Task description -
The lines to be copied run from the one containing "Guideline: for every instance of the front side" to the end of the material below; reproduce them exactly, including both ends, and nothing more.
......
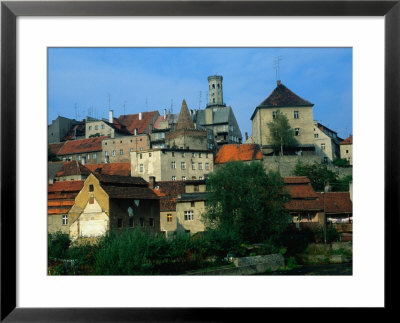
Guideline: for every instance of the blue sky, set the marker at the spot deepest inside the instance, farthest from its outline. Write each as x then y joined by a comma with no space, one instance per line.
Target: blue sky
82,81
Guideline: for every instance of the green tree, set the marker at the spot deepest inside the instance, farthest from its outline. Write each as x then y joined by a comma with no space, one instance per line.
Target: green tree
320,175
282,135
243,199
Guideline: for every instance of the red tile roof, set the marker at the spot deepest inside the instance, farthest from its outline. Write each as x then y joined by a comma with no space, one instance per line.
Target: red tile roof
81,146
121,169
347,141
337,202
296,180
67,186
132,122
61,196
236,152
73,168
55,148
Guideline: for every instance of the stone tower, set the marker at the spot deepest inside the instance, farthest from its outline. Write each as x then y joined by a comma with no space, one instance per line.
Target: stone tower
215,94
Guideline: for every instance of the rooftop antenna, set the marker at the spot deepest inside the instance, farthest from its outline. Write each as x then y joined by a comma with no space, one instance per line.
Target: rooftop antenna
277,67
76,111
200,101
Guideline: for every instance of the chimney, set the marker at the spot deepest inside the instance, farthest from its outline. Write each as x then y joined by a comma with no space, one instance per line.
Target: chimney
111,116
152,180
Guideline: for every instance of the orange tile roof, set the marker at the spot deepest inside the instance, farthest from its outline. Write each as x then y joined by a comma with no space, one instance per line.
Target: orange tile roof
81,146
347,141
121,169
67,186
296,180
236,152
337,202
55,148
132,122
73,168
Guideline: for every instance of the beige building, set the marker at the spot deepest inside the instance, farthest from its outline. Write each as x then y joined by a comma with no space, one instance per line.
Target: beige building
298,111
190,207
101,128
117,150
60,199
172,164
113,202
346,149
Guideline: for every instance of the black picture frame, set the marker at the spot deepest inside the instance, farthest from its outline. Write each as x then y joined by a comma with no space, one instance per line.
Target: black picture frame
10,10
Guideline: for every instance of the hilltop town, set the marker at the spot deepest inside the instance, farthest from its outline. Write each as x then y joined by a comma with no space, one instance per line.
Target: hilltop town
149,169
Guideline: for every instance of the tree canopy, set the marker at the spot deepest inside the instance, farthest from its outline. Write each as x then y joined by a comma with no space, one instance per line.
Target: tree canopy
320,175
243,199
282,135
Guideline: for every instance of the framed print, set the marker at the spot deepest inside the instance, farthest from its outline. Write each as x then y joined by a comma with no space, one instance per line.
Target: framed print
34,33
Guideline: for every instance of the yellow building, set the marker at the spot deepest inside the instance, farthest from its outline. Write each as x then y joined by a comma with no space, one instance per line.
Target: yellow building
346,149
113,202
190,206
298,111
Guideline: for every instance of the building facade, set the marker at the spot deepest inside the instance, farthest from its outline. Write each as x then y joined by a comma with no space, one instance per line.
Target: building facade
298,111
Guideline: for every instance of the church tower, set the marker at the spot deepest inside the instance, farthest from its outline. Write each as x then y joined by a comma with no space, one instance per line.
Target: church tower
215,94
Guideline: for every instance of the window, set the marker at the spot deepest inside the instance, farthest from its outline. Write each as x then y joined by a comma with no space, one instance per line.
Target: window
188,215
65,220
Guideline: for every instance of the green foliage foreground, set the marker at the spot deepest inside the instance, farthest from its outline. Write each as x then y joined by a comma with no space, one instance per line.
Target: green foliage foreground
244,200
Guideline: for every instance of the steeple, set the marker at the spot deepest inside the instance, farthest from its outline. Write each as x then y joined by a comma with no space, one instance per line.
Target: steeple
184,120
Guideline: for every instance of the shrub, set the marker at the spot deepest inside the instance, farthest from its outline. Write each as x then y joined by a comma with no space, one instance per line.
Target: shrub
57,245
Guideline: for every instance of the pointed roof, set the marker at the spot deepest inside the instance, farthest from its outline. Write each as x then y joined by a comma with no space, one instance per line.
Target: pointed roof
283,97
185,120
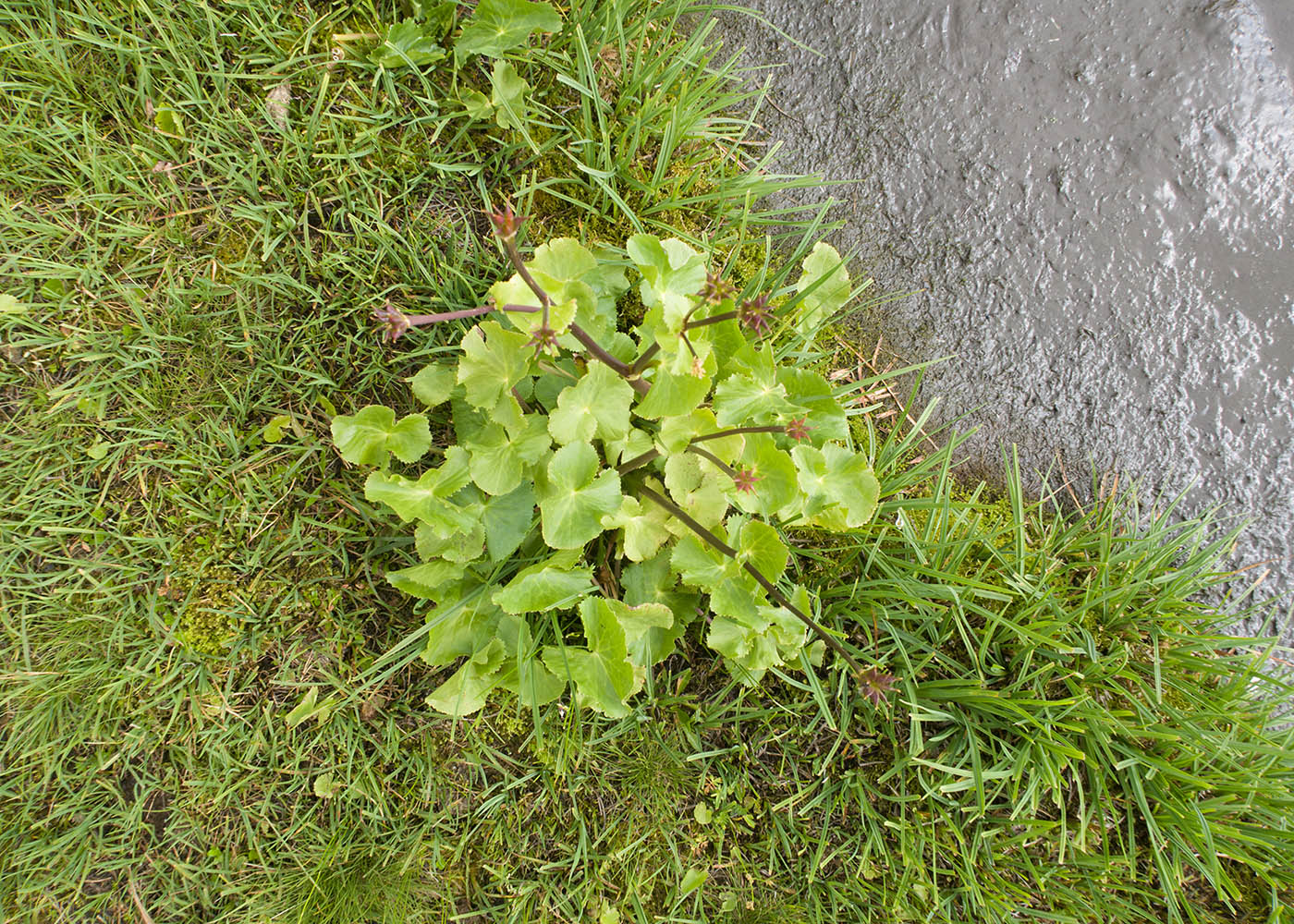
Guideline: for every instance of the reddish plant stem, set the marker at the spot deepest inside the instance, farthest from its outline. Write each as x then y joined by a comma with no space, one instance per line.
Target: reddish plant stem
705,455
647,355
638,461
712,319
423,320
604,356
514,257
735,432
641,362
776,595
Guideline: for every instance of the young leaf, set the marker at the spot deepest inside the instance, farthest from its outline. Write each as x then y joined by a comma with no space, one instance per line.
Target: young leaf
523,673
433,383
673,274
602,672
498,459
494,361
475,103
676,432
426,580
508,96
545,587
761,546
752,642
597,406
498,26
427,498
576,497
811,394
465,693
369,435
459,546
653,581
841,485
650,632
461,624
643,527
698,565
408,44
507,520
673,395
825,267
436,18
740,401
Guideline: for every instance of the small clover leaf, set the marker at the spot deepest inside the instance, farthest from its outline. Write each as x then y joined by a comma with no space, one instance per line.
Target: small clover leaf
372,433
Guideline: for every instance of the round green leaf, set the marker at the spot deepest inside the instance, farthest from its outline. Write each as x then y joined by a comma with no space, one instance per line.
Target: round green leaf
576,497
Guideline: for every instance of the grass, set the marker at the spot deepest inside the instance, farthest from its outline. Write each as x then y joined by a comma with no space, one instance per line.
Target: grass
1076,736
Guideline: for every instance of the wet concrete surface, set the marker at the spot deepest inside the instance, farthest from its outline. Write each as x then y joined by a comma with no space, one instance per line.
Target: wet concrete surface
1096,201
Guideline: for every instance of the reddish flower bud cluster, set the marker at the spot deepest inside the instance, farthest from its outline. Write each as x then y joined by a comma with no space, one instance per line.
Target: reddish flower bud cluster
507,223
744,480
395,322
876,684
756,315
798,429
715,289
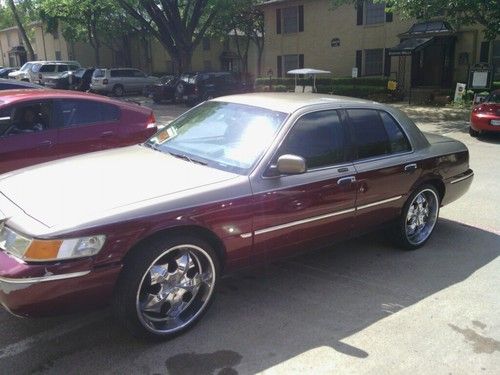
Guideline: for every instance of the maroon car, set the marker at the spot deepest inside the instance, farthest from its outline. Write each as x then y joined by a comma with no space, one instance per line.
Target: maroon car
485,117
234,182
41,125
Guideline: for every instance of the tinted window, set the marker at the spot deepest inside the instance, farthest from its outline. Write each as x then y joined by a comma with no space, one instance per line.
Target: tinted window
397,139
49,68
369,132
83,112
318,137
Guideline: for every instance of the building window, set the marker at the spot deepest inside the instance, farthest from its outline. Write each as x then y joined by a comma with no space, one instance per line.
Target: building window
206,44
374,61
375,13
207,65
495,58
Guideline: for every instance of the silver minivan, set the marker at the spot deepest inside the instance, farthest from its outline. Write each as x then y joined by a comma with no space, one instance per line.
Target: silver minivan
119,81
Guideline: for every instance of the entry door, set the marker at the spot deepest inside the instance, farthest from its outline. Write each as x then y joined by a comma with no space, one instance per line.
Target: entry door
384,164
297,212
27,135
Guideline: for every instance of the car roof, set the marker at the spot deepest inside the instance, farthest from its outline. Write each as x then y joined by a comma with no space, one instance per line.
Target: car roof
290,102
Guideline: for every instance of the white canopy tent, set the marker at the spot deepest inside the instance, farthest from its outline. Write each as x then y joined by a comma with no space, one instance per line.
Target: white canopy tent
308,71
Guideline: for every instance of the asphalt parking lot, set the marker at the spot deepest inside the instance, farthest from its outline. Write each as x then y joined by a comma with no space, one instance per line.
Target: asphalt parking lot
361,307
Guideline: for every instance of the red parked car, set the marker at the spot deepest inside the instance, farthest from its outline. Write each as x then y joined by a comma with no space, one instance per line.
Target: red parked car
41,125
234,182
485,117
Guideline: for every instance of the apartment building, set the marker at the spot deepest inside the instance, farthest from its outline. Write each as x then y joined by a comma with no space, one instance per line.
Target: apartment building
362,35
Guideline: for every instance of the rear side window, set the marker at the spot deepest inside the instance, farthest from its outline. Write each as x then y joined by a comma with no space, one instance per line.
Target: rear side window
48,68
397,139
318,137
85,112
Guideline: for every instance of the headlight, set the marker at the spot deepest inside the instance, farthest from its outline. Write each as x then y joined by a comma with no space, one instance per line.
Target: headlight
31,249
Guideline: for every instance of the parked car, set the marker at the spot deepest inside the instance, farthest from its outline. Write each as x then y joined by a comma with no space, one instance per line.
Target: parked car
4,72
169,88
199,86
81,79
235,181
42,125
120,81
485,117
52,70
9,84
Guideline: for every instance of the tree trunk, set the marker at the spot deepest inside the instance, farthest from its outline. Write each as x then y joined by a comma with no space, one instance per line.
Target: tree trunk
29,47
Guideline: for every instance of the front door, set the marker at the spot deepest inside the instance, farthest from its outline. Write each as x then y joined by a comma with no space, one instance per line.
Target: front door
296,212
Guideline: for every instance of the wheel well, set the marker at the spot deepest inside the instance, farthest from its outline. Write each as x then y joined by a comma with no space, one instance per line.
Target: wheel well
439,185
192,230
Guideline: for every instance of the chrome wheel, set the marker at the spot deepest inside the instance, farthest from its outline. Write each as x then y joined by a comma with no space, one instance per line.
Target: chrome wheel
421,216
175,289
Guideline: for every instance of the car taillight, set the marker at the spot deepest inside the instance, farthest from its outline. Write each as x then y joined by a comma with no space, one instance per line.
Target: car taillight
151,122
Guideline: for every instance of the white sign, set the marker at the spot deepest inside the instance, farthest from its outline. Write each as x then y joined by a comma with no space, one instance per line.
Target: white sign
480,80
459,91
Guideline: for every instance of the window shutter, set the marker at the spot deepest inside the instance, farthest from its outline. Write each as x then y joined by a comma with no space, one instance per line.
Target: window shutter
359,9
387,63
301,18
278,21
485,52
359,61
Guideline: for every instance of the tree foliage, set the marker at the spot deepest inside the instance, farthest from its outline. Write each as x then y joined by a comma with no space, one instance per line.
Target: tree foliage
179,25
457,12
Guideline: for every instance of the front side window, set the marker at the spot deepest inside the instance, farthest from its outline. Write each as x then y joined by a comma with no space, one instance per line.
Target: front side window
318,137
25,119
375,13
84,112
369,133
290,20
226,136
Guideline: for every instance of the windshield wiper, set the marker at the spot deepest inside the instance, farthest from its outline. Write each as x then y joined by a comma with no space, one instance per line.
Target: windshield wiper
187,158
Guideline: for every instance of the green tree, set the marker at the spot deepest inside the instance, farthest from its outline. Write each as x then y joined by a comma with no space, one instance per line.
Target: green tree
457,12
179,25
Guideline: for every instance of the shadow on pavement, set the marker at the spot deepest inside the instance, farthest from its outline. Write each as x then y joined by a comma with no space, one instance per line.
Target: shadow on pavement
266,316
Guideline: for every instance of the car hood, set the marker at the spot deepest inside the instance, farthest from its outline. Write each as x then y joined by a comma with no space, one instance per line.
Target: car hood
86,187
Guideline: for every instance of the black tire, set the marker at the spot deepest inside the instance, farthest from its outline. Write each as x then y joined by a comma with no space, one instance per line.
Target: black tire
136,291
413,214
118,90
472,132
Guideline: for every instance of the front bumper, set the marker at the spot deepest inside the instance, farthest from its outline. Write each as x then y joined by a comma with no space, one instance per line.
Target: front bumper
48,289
......
Answer for the task -
Guideline: for every instance of the front side window, set the marker at the spot deepest inside the instance, farthest from its outline. Write each as x then y joined by a comma with no space, one instance per line.
Target: front side window
318,137
25,119
375,13
84,112
369,133
290,20
226,136
Guideline: for every instance of the windshield wiper, set the marker at the spot deepest inside the instance, farthest from its outline. Write each as x then y joined by a comma with no space, one instance per line.
Target: windshield wiper
187,158
Guideline: for every instance of the green tree, set the marker at the spot deepest inside the instance, farthest from its outline. Write each as x then y joined by a comma with no space, one instance per line.
Target: green tree
457,12
179,25
Guideline: for every instance of the shadow on pavement, set the marker at the spot deepest inside the instance, farthest from its outline. Write each as x then y joined by a comma with no space, one instance per line.
Target: shadow on pavement
266,316
Guideline: for every instance of the car hood, set the marker at the spot deepest inside the instance, farthest from its outline. Write each as x then y joined by a comma with no space, one instance per line.
Target: car hood
86,187
Guideline: for every instance of the black tire, set the marker at the spot deepest inside the instance, farthest from its outline. Write each as x then y joined by a comma with no space, one instance per line.
Target: black tire
136,291
413,214
118,90
472,132
Guideline: for every instance of the front bumper, set the marker at the spot deepest inside the instance, farthest from its outline. Write each as x then y joined by a comma with no space, one instance per line.
Target: front bumper
48,289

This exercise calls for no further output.